***** Testo fornito *****
Brunori Sas: aiuto, il successo mi dà l’ansia

Ma l’hai capito che non serve a niente/ Mostrarti sorridente/ Agli occhi della gente/ E che il dolore serve/ Proprio come serve la felicità”. Dario Brunori in arte Brunori Sas è così: un po’ filosofo, un po’ psicologo, un filo guru... E proprio così intercetta perfettamente lo spirito del tempo: la canzone in questione (La verità) si è aggiudicata il premio Tenco 2017 come migliore dell’anno, il suo album A casa tutto bene va benissimo e il tour è sold out.

Nel disco analizza le paure contemporanee, individuali e sociali. Le sue saranno un po’ passate, visto il gradimento riscosso.

Sono riuscito a esorcizzare quelle che avevo prima, ne sono nate di nuove.
***** Materiale *****
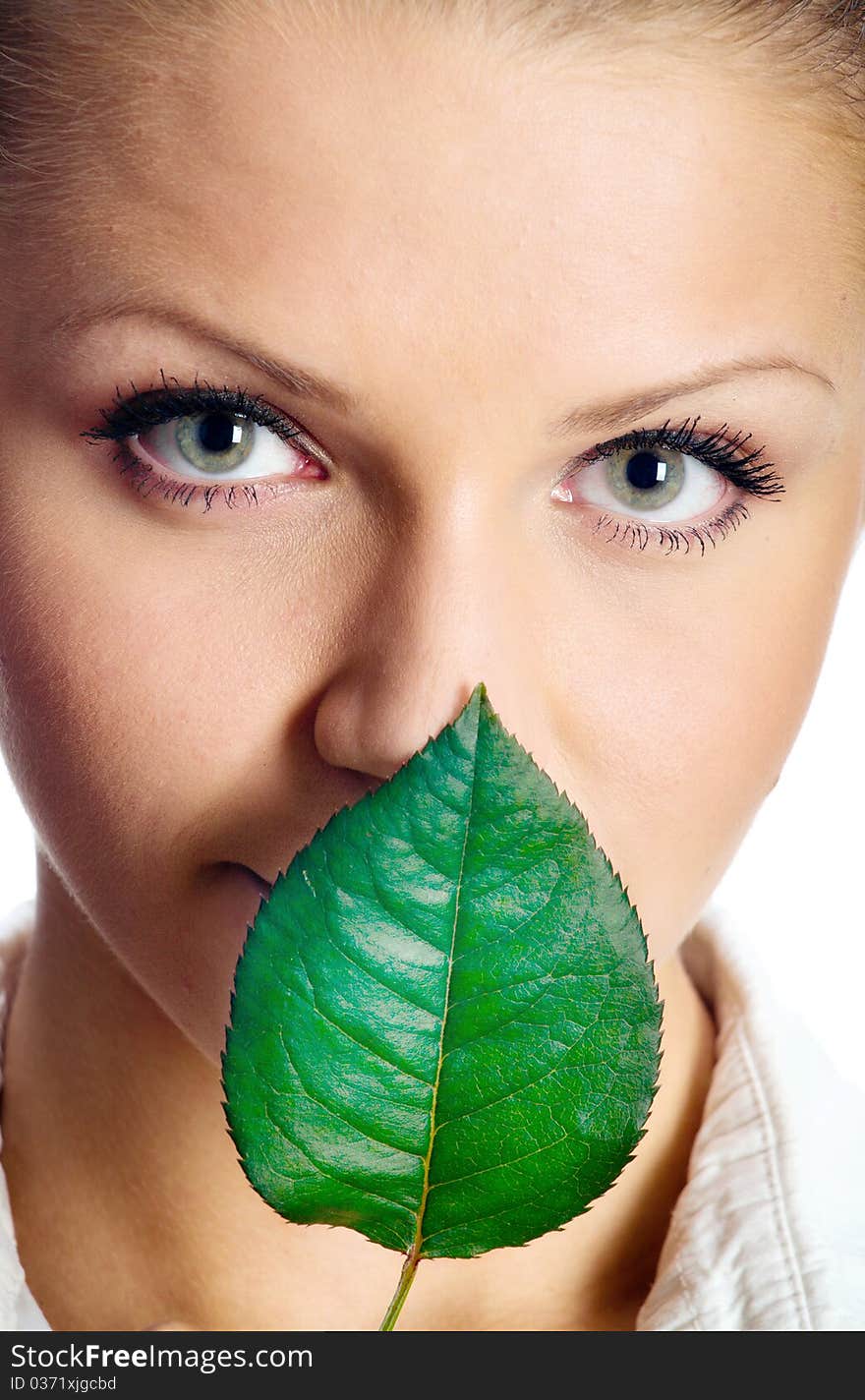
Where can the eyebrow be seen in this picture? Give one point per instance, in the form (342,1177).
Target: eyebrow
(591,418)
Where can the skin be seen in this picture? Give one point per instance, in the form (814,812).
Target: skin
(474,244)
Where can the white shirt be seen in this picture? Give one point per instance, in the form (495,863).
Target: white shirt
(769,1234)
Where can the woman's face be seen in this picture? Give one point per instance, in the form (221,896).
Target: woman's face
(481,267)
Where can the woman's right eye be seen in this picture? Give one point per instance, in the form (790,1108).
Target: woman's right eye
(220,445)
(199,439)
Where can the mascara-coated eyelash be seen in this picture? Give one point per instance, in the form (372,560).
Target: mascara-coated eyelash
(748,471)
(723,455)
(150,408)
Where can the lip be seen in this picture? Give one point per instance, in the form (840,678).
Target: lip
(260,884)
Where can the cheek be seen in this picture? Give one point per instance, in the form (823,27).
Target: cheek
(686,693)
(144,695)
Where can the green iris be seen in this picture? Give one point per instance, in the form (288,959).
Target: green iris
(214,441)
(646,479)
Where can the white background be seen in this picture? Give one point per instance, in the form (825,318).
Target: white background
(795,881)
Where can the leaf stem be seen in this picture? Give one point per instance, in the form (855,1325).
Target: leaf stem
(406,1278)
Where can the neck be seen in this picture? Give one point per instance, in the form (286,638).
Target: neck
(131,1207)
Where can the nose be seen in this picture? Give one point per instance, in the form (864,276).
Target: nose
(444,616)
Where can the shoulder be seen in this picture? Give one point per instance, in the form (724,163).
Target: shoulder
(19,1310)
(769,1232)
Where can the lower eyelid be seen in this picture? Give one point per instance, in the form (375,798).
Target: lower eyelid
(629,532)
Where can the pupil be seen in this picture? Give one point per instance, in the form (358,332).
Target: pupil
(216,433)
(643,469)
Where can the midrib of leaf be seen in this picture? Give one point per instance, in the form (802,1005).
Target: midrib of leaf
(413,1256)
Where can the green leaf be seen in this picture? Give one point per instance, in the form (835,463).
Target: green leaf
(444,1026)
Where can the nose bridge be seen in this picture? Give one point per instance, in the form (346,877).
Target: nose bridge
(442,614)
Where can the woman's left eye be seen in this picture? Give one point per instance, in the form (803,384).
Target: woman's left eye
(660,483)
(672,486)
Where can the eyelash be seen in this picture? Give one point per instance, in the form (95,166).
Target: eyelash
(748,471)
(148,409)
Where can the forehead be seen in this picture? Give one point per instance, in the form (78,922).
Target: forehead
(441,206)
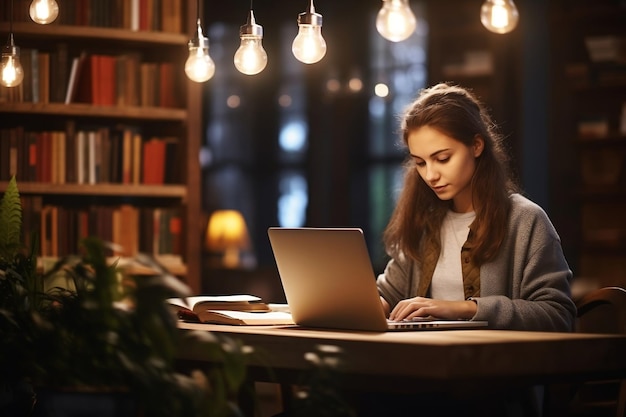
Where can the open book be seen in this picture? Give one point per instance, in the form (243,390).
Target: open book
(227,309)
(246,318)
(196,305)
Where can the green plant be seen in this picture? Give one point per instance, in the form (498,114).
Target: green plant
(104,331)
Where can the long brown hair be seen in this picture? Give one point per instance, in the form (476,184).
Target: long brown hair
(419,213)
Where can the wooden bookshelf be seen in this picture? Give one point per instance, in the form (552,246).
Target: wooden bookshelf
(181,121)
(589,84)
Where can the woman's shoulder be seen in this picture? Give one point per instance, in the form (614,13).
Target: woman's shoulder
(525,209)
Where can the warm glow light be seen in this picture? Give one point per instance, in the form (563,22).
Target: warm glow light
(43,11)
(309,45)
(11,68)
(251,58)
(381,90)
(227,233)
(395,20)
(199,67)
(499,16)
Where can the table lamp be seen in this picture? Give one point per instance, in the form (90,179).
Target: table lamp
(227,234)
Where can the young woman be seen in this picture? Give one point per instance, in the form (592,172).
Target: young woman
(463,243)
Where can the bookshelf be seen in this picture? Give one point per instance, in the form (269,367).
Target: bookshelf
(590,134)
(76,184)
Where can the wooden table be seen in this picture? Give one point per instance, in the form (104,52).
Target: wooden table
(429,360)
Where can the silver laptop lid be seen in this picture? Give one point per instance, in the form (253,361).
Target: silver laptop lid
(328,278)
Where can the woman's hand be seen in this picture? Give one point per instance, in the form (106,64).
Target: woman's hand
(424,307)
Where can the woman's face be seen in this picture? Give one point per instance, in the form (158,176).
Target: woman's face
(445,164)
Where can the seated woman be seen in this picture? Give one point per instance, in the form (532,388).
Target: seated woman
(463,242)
*****
Consegna:
Prosegui il testo su Brunori Sas partendo dopo la sua ultima frase.

Esercizio svolto:
Tipo?
La nikefobia, termine che ho scoperto di recente. Immaginavo alludesse al terrore di indossare abbigliamento sportivo imbarazzante (scherza), invece è legata a quegli sportivi brillanti in allenamento che però in gara non rendono, spaventati dalla prospettiva di vincere. Nel mio timore della popolarità c’entra di sicuro: il successo alimenta aspettative e mi dà ansia.
Che fatica.
Sono perfezionista, cerco di dare il meglio fino a starci male, ci tengo alla considerazione altrui. Vorrei essere più “leggero”, ma è la tensione a farmi ottenere le cose che mi rendono contento. Un circolo vizioso. 
O virtuoso. Quindi è davvero convinto che il dolore serva come la felicità.
Sì. Non nel senso che ci sia bisogno di soffrire: a volte nella incessante ricerca di rimuovere la sofferenza ci si tormenta di più. Magari una sana accettazione di un momento duro può essere una rinascita.
Parla per esperienza?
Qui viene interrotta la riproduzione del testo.